I centri antiviolenza, nati a partire dagli anni Ottanta dall’esperienza del movimento delle donne, hanno un ruolo fondamentale nel prevenire la violenza sulle donne. Cercano di evitare ulteriore violenza, offrendo alle vittime un ambiente sicuro e protetto, e sostegno per fermare definitivamente gli abusi. Sono complessivamente 338 i centri e i servizi specializzati nel sostegno alle donne vittime di violenza, ai quali si sono rivolte almeno una volta in un anno 54.706 donne, di queste il 59,6% ha poi iniziato un percorso di uscita dalla violenza, come riportato dall’Istat. Alle donne che si rivolgono ai Centri vengono garantiti anonimato e sostegno nelle questioni legali. Entrate in un centro, inizia per loro un percorso psicologico volto al superamento del trauma con la finalità del rinserimento alla società.

Con la legge 27 giugno 2013, n. 77, l’Italia è stata tra i primi paesi europei a ratificare la Convenzione sulla prevenzione e la lotta alla violenza contro le donne e la violenza domestica, nota come “Convenzione di Istanbul”, adottata dal Consiglio d’Europa l’11 maggio 2011 ed entrata in vigore il 1° agosto 2014. La Convenzione è il primo strumento internazionale giuridicamente vincolante il cui principale obiettivo è quello di creare un quadro globale e integrato che consenta la protezione delle donne contro qualsiasi forma di violenza, nonché prevedere la cooperazione internazionale. Particolarmente rilevante è l’articolo 3 che designa il riconoscimento espresso della violenza contro le donne, quale violazione dei diritti umani, oltre che come forma di discriminazione contro le donne.

DATI FORNITI
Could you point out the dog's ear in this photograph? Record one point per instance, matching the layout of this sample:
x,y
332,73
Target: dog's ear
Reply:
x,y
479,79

ELENCO DEI COMPITI
1) Riporta la parte dell'estratto che comincia con “I centri antiviolenza, nati” e prosegue fino a “rinserimento alla società.”, rinominando “Istat” in “Istituto nazionale di statistica”.
2) Rispondi alle seguenti domande sull'estratto.
(a) Quanti sono in tutto i centri e i servizi specializzati nel sostegno alle donne vittime di violenza?
(b) In quale data è entrata in vigore la Convenzione di Istanbul?
(c) Quale articolo della Convenzione riconosce la violenza contro le donne come violazione dei diritti umani?
Le voci non servono per svolgere il lavoro.

SOLUZIONI
1)
I centri antiviolenza, nati a partire dagli anni Ottanta dall’esperienza del movimento delle donne, hanno un ruolo fondamentale nel prevenire la violenza sulle donne. Cercano di evitare ulteriore violenza, offrendo alle vittime un ambiente sicuro e protetto, e sostegno per fermare definitivamente gli abusi. Sono complessivamente 338 i centri e i servizi specializzati nel sostegno alle donne vittime di violenza, ai quali si sono rivolte almeno una volta in un anno 54.706 donne, di queste il 59,6% ha poi iniziato un percorso di uscita dalla violenza, come riportato dall’Istituto nazionale di statistica. Alle donne che si rivolgono ai Centri vengono garantiti anonimato e sostegno nelle questioni legali. Entrate in un centro, inizia per loro un percorso psicologico volto al superamento del trauma con la finalità del rinserimento alla società.

2)
(a) 338
(b) Il 1° agosto 2014
(c) L'articolo 3